ИНСТРУКЦИИ К ЗАДАНИЯМ:
1. Ответьте по тексту о Кузмине:
(a) В каком году состоялась премьера «Марицы»?
(b) Чей «Золотой осел» Кузмин перевел с латинского?
(c) Над какой пьесой работал Кузмин, когда объявили о смерти Ленина?
2. Выпишите из текста о Кузмине отрывок от слов «Совпала с объявлением» до слов «сих пор печатаемый.» включительно.

ИЗВЛЕЧЁННЫЙ ТЕКСТ:
Сомнительна, впрочем, и другая тенденция кузминистов: представить тихого поэта каким-то особенным врагом большевистского режима. Судя по записям в дневнике, уже опубликованным, непосредственно в дни октябрьского переворота он был даже доволен таким развитием событий. Нравились ему милые юные солдатики и матросы, объявившие внезапный «мир народам». Через некоторое время, ощутив нехватку продуктов в магазинах, он пересмотрел свою точку зрения. С 1919 года, когда все со дня на день ждали на улицах Петрограда благодетеля Юденича, до уничтожения кронштадтских бунтарей в 1921 году, — еще на что-то, вроде, можно было надеяться. Но в дальнейшем оставалось только смиренно жить. Что он и делал.
Совпала с объявлением о смерти Ленина работа Кузмина над замысловатой, происходящей в разных временных планах пьесой «Смерть Нерона», но между Ильичом и вдохновенным поджигателем Рима на самом деле такая разница, что усматривать сходство могут, разве что, кузминисты. Михаил Алексеевич античность, худо-бедно, знал. Не только в гимназии учился, но и переводил с латинского. «Золотой осел» Апулея — первые наши томления юности — это ведь Кузмина перевод, до сих пор печатаемый.
Кузмин обладал завидным интересом к жизни, чуткостью к современным ее проявлениям. Только увидел он в книжной витрине в 1927 году роман немецкого экспрессиониста Густава Майеринка «Ангел Западного окна», сразу заинтересовался. Кажется, родители покойной Лидочки Ивановой подарили ему этот роман (русский перевод, между прочим, появился лишь в 1992 году). Считается, что в «Форели» сильны мотивы Майеринка, так же как, почему-то, оперетты Кальмана «Марица» («Кони бьются, храпят в испуге» — нам это все-таки больше напоминает о пушкинских «Бесах»). Но и Кальман ведь был тогда новинкой: премьера «Марицы» — 1924 год. Кинокартины с Конрадтом Фейдтом, кумиром немецких гомосексуалистов, он пересматривал неоднократно (в особенности, «Кабинет доктора Каллигари»). Новейшие европейские течения: дада, сюрреализм — были ему известны. Без этого не понять, например, «Печку в бане» — прозу Кузмина, ставшую тем зерном, из которого посыпались плоды обэриутства. Другое дело, что печатать это делалось все менее вероятным и, наконец, невозможным. Единственным источником средств (ведь он профессиональный литератор, ничем другим не занимался, только писал) — были переводы: Гете, Шекспир, «Дон Жуан» Байрона. Ужасно жалко, что многое пропало, как, например, переведенные им сонеты Шекспира.

ИСХОДНЫЕ ДАННЫЕ:
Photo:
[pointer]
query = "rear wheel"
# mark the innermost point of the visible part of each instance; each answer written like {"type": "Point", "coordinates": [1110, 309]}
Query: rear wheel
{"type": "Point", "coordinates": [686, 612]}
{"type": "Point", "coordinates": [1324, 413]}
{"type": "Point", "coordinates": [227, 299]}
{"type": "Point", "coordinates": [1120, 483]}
--
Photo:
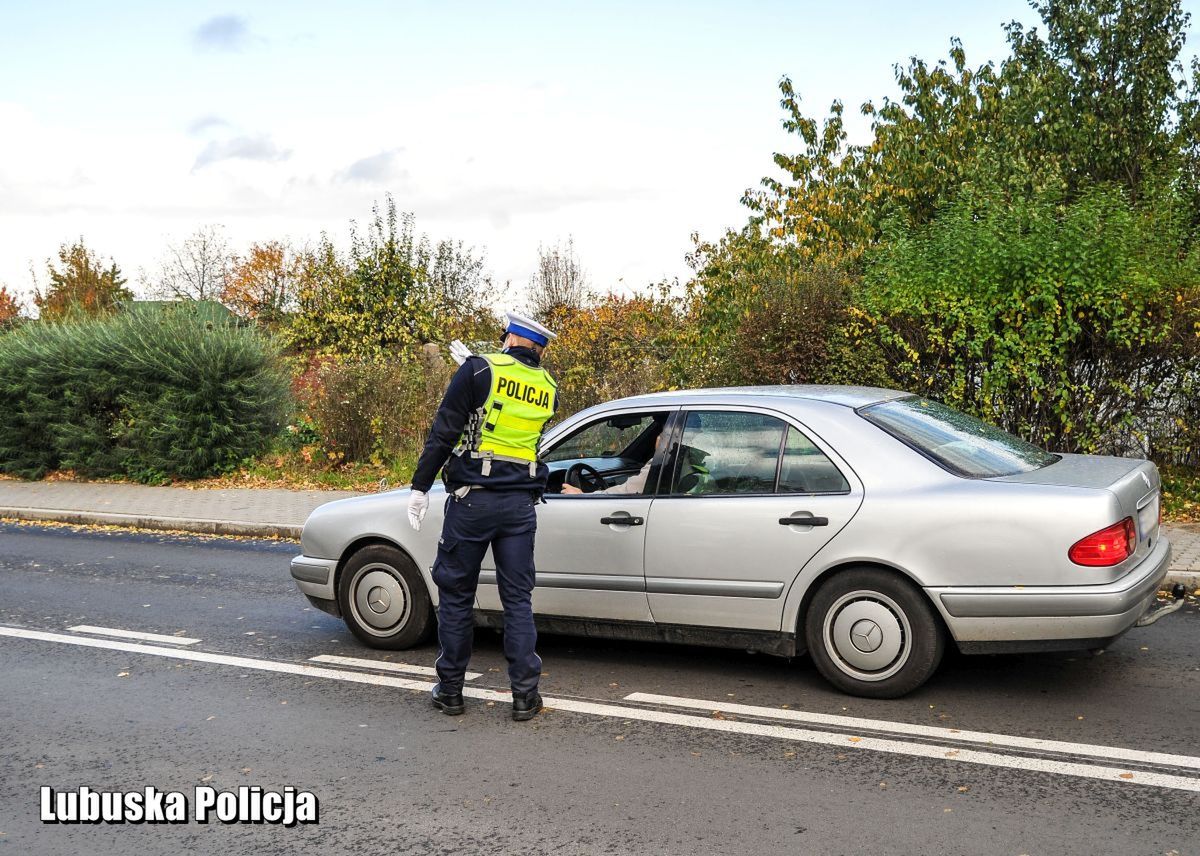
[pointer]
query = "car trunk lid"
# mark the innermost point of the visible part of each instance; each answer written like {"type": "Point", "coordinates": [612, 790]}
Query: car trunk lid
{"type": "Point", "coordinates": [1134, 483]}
---
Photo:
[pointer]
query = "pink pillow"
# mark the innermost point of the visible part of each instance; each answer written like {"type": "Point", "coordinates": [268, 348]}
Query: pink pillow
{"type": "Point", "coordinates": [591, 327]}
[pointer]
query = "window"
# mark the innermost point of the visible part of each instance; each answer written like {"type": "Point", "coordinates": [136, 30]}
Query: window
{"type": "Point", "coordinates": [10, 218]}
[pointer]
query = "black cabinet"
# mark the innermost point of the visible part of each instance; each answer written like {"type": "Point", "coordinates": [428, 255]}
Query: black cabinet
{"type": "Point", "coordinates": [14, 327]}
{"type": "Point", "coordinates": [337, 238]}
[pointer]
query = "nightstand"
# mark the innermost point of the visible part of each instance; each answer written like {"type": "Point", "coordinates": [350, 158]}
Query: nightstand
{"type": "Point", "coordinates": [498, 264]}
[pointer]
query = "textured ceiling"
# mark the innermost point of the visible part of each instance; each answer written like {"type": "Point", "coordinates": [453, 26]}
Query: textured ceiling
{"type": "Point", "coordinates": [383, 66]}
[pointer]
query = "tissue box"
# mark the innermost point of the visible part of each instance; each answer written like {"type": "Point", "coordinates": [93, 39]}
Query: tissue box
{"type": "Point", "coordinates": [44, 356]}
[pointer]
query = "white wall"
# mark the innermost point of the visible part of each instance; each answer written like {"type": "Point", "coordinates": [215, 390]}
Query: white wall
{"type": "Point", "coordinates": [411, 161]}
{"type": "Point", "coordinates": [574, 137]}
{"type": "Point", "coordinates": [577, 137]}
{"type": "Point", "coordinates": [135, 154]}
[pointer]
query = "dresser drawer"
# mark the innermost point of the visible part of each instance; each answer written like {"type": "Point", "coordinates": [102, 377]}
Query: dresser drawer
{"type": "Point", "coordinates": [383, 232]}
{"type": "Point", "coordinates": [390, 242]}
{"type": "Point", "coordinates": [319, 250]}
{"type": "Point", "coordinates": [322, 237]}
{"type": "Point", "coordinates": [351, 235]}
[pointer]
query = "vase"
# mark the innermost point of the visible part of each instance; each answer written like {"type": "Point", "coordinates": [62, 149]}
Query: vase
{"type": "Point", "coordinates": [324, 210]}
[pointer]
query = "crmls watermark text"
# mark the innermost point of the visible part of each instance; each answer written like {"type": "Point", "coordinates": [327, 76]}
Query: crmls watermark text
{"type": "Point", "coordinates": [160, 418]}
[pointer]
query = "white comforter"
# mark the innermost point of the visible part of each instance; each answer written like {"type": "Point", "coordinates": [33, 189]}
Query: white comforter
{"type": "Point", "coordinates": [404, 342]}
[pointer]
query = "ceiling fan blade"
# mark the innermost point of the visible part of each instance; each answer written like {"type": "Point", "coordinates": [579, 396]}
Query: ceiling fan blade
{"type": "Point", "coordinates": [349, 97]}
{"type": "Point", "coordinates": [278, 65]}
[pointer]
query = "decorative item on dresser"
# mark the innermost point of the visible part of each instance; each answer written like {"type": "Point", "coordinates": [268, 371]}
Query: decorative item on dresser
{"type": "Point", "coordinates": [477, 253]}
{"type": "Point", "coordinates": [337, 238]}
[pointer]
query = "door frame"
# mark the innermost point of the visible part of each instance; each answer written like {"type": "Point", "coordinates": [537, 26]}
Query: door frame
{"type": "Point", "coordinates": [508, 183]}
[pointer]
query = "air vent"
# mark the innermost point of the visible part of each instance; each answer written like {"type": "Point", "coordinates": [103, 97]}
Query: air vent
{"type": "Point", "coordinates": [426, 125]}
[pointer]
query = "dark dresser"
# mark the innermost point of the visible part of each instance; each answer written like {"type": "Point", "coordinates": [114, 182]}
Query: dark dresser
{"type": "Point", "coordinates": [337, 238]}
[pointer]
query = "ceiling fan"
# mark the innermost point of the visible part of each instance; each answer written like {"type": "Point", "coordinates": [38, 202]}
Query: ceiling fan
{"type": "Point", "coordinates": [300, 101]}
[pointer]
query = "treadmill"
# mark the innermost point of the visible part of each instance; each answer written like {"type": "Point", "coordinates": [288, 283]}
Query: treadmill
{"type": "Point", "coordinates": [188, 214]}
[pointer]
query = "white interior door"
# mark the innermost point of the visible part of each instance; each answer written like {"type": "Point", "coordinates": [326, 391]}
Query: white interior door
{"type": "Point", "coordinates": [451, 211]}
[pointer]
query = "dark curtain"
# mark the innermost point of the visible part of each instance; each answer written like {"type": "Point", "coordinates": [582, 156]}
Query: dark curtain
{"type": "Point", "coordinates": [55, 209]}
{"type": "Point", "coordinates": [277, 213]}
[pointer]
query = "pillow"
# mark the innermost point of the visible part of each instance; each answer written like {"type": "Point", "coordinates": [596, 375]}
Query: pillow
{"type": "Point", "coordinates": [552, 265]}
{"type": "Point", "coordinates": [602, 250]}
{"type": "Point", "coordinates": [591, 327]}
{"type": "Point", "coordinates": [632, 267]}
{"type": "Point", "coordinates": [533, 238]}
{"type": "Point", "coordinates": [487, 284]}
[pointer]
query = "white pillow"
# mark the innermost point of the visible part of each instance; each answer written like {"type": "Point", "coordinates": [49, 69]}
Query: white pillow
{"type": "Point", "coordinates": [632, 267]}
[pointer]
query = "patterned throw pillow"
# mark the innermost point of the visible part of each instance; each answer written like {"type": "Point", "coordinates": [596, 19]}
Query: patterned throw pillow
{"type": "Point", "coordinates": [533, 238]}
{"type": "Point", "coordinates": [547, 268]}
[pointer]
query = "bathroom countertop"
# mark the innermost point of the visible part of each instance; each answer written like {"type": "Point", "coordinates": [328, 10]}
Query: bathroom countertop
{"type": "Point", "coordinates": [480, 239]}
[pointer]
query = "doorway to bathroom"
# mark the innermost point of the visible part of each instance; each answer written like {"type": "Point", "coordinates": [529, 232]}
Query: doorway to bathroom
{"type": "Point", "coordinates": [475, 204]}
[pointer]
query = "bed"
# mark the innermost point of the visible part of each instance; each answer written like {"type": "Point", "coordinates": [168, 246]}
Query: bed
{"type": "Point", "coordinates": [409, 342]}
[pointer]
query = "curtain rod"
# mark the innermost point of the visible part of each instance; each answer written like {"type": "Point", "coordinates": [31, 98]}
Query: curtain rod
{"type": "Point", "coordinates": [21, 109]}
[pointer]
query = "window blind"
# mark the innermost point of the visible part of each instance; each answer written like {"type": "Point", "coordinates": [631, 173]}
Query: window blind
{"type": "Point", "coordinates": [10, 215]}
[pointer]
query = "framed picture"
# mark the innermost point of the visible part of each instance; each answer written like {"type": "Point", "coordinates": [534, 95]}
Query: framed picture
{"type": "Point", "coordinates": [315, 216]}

РЕЗУЛЬТАТЫ ЗАДАНИЙ:
1.
(a) В 1924 году.
(b) Апулея.
(c) Над пьесой «Смерть Нерона».

2.
Совпала с объявлением о смерти Ленина работа Кузмина над замысловатой, происходящей в разных временных планах пьесой «Смерть Нерона», но между Ильичом и вдохновенным поджигателем Рима на самом деле такая разница, что усматривать сходство могут, разве что, кузминисты. Михаил Алексеевич античность, худо-бедно, знал. Не только в гимназии учился, но и переводил с латинского. «Золотой осел» Апулея — первые наши томления юности — это ведь Кузмина перевод, до сих пор печатаемый.